[Exercise description]
Each entry below must be repeated word for word.
* START *
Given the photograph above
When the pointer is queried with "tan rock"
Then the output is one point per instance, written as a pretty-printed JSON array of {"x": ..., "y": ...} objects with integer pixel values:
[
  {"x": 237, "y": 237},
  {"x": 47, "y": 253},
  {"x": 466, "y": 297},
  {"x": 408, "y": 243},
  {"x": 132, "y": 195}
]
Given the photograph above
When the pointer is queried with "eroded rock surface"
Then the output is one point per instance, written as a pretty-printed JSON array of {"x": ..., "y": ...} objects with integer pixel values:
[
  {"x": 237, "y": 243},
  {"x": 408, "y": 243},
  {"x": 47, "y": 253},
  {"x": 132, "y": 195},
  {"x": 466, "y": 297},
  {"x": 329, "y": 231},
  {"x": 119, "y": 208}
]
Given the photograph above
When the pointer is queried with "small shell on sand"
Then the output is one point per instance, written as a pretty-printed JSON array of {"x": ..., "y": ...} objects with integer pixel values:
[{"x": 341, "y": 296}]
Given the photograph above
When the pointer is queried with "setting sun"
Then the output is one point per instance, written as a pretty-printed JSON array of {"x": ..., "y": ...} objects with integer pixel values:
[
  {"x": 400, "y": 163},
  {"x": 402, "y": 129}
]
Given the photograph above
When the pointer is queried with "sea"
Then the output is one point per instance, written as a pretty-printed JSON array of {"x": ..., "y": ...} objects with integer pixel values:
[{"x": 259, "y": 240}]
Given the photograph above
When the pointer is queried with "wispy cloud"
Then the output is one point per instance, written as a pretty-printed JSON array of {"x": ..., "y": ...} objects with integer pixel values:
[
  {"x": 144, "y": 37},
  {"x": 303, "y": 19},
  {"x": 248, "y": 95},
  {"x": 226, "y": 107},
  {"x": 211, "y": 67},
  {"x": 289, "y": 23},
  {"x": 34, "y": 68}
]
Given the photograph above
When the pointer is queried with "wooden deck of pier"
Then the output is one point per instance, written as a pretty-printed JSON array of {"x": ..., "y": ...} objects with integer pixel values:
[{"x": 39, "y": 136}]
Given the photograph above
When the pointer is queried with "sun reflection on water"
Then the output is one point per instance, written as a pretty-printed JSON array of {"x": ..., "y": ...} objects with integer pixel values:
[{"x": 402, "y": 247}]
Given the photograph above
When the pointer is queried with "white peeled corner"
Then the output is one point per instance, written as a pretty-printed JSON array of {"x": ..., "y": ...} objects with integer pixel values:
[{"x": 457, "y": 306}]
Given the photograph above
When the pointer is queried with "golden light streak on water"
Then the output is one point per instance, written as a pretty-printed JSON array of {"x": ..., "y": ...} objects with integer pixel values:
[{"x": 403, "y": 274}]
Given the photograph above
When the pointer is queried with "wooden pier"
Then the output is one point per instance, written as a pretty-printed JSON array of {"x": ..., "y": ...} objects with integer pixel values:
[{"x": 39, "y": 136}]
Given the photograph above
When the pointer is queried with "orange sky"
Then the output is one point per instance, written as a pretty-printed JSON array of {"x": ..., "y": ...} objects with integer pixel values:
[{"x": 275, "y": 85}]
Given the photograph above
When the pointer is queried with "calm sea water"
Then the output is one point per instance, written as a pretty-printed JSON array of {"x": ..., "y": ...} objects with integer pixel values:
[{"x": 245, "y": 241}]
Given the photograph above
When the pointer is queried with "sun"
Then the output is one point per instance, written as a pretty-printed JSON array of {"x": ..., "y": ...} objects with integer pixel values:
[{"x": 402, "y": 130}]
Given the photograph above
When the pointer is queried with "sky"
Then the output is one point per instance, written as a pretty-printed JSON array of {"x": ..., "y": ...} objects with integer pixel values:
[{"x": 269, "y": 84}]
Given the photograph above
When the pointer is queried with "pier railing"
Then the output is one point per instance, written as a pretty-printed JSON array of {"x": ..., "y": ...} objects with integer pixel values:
* END *
[Solution to the exercise]
Given the photograph above
When the pointer is queried with "tan rock"
Then the output is one point per instance, written as a pretty-printed JSON array of {"x": ..., "y": ...} objects with integer pixel values:
[
  {"x": 237, "y": 237},
  {"x": 47, "y": 253},
  {"x": 466, "y": 297},
  {"x": 408, "y": 243},
  {"x": 132, "y": 195}
]
Given the photograph above
When the pointer is queried with "eroded rock surface"
Then the output is one point per instance, written as a pretty-printed JSON array of {"x": ..., "y": ...} objects with integer pixel values:
[
  {"x": 237, "y": 243},
  {"x": 408, "y": 243},
  {"x": 47, "y": 253},
  {"x": 132, "y": 195},
  {"x": 466, "y": 297},
  {"x": 329, "y": 231},
  {"x": 119, "y": 208}
]
Given the photograph above
When the pointer is queried with "small shell on sand"
Then the output is one point per instance, written as a pretty-printed JSON array of {"x": ..., "y": ...} objects with integer pixel values:
[{"x": 341, "y": 296}]
Given the photograph above
When the pointer is queried with "setting sun"
Then the output is one point per instance, written as a pretty-printed JSON array of {"x": ..., "y": ...} objects with integer pixel values:
[
  {"x": 400, "y": 163},
  {"x": 402, "y": 129}
]
Given the photograph above
When the pointer is queried with "sea"
Then the output is one point per instance, written as a pretty-printed JSON array of {"x": ..., "y": ...} objects with integer pixel values:
[{"x": 259, "y": 240}]
Given the photograph above
When the pointer is queried with "wispy cloud"
Then the output is one point per instance, written as a pretty-printed JSON array of {"x": ..., "y": ...} objects with integer pixel values:
[
  {"x": 144, "y": 37},
  {"x": 303, "y": 19},
  {"x": 248, "y": 95},
  {"x": 226, "y": 107},
  {"x": 211, "y": 67},
  {"x": 289, "y": 23},
  {"x": 34, "y": 68}
]
Given the photograph above
When the pointer is queried with "wooden deck of pier"
Then the output is one point per instance, written as a pretty-printed JSON array of {"x": ..., "y": ...} objects with integer pixel values:
[{"x": 39, "y": 136}]
Given the photograph above
When the pointer is queried with "sun reflection on water"
Then the output is one point per instance, written as a pretty-printed JSON array of {"x": ..., "y": ...} objects with integer pixel values:
[{"x": 402, "y": 247}]
Given the photograph above
When the pointer is queried with "white peeled corner"
Then the output is one point per instance, written as a pretty-printed JSON array of {"x": ..., "y": ...} objects with integer pixel values:
[{"x": 457, "y": 306}]
Given the photograph above
When the pointer is queried with "golden light streak on water"
Then the output is one point per instance, written as a pretty-printed JSON array of {"x": ..., "y": ...} objects with integer pixel values:
[{"x": 403, "y": 274}]
Given the photograph above
When the pointer is queried with "wooden pier"
Then the output is one point per instance, written as a pretty-printed JSON array of {"x": ..., "y": ...} objects with integer pixel values:
[{"x": 39, "y": 136}]
Given the photograph above
When the pointer is queried with "orange sky"
Then the output is one point per instance, written as a pretty-printed JSON array of {"x": ..., "y": ...} objects with integer pixel values:
[{"x": 275, "y": 85}]
Given the photograph above
When the pointer is queried with "calm sea water"
Then the output is one point per instance, written as a pretty-printed JSON array of {"x": ..., "y": ...} objects with integer pixel values:
[{"x": 245, "y": 241}]
Given the photograph above
When the pointer is queried with "sun"
Then the output is one point per instance, written as a pretty-printed JSON array of {"x": ..., "y": ...} objects with integer pixel values:
[{"x": 402, "y": 130}]
Given the photograph above
When the pointer is queried with "sky"
Then the output is one point per instance, written as a pretty-printed JSON array of {"x": ..., "y": ...} objects with integer pixel values:
[{"x": 269, "y": 84}]
Given the photograph above
When the pointer is queried with "pier railing"
Then the output is one point per instance, written as a pretty-printed JSON array of {"x": ..., "y": ...} objects with integer pixel values:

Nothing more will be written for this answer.